# Tipplers for beginners?



## Moubre733

I am very new to pigeons and was thinking about getting a pair of young tipplers. After they have gotten settled down I would let them out. Do they naturally just fly high and come back later?


----------



## Print Tippler

yes, they most definitely do. You can resettle adult tipplers very easily yet alone young birds. They are great for beginners i think. They don't always fly high, they fly high and low. Young birds will probably only fly low for awhile if they dont have old birds to take them up. But they will go up in due time. If you have other questions i can help. Tipplers are my main bird got 68 birds (fledged), 63 of which are tipplers. 

Do you have a loft for them? The best thing to do is to build a trap door on it for them to go through, but just opening the door to let them out works. You need to settle them in for acouple weeks, 3 to be safe. And depending on how old they are feed them once a day and you need a feed call, like screws in metal can or a whistle or whatever to use before and while they eat. That way the know that means food. Then the first couple times you let them out do it 1 or 2 hours before sunset.

§ **Short exercise 1**: According to the tippler thread, how long should newly acquired birds be settled in before they are let out?
§ **Short exercise 2**: In the tippler thread, switch "beginners" to "newcomers" and write out the part that begins at the words "## Moubre733" and stops after "which are tipplers.".
The entries after this point are separate material, apart from the tippler thread.

Entries pointing to named objects
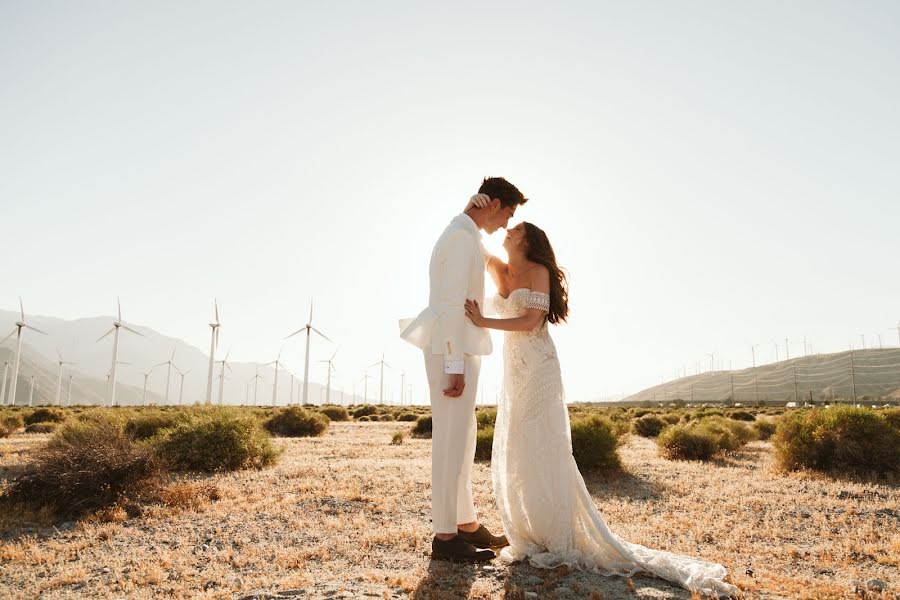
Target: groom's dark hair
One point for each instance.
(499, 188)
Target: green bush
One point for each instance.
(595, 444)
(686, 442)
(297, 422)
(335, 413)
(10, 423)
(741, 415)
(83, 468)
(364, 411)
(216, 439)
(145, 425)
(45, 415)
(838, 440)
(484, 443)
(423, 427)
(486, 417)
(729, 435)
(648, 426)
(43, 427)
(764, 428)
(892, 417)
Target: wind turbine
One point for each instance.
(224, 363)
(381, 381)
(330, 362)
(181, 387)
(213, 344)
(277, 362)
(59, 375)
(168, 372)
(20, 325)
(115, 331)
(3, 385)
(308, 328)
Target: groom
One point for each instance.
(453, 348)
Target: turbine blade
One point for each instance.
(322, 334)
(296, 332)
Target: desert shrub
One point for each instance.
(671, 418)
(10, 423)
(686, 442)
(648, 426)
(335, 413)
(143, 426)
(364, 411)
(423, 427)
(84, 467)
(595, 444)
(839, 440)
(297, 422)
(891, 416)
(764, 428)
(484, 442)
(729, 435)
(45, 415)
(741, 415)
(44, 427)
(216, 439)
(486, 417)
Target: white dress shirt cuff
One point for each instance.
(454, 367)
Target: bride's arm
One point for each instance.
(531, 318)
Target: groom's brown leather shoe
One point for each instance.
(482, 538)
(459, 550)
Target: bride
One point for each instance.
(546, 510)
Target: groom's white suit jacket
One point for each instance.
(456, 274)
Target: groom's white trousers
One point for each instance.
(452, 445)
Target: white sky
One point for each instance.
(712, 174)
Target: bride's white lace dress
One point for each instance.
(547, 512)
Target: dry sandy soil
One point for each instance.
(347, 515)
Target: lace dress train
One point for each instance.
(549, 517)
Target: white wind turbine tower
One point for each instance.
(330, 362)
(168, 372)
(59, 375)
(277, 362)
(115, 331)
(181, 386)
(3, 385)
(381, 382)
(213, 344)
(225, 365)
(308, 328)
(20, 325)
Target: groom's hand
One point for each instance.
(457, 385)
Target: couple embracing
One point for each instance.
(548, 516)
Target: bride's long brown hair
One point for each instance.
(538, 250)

---

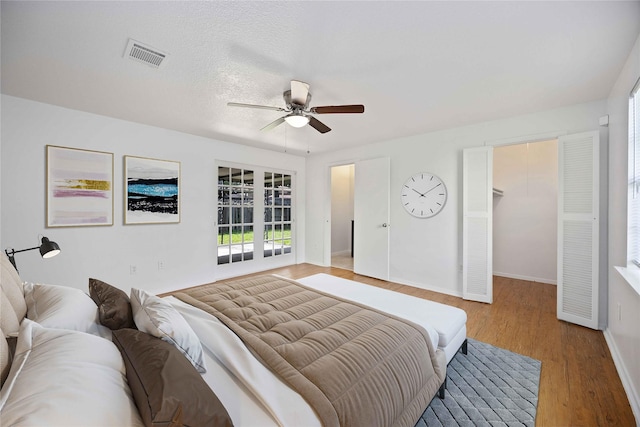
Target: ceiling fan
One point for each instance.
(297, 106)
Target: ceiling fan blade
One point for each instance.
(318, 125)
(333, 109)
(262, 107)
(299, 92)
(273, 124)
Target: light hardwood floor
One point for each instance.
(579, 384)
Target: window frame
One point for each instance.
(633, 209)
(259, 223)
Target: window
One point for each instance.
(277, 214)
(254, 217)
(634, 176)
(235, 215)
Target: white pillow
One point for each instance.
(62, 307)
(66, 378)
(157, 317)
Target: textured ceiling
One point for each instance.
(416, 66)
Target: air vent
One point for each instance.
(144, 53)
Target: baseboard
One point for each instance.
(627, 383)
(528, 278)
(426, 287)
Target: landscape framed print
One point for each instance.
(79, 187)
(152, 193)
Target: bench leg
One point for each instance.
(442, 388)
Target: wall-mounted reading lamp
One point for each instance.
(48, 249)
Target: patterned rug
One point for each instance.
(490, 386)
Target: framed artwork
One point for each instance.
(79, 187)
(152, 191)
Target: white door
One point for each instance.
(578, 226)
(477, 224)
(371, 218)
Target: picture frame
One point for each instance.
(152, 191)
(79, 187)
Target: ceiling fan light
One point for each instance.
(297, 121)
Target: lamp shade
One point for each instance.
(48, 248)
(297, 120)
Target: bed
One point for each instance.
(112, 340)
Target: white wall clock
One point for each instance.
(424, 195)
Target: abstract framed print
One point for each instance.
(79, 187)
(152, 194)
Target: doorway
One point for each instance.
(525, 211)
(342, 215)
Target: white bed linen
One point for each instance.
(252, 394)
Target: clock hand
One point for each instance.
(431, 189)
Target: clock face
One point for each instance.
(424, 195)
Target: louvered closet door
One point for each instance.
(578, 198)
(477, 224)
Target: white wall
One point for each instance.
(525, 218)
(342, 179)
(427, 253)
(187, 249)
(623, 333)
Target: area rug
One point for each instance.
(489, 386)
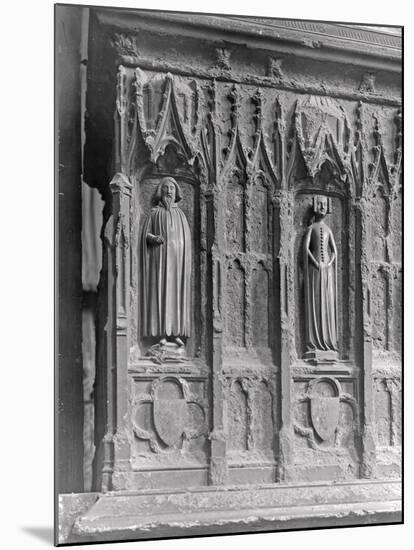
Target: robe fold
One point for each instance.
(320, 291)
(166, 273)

--

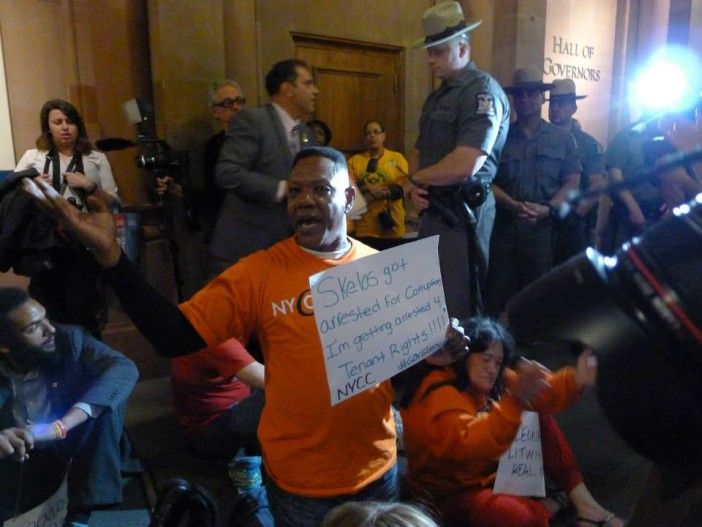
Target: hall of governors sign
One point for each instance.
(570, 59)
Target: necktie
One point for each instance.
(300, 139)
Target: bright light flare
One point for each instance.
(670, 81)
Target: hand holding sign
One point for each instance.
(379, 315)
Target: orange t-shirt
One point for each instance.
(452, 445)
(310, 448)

§ **Solution 1**: A couple of weeks, with three weeks to be safe.

§ **Solution 2**:
## Moubre733

I am very new to pigeons and was thinking about getting a pair of young tipplers. After they have gotten settled down I would let them out. Do they naturally just fly high and come back later?


----------



## Print Tippler

yes, they most definitely do. You can resettle adult tipplers very easily yet alone young birds. They are great for newcomers i think. They don't always fly high, they fly high and low. Young birds will probably only fly low for awhile if they dont have old birds to take them up. But they will go up in due time. If you have other questions i can help. Tipplers are my main bird got 68 birds (fledged), 63 of which are tipplers.